● **Your assignment**:
Scan the records for the string "smokestack"; copy each line where it occurs.

(Dataset excerpts)
________________________________________
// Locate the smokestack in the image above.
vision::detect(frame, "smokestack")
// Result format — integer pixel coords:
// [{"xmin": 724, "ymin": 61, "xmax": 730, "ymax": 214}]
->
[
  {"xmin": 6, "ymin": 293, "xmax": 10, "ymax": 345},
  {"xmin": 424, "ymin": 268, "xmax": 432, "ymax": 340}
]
________________________________________
● **Your solution**:
// Locate the smokestack in the image above.
vision::detect(frame, "smokestack")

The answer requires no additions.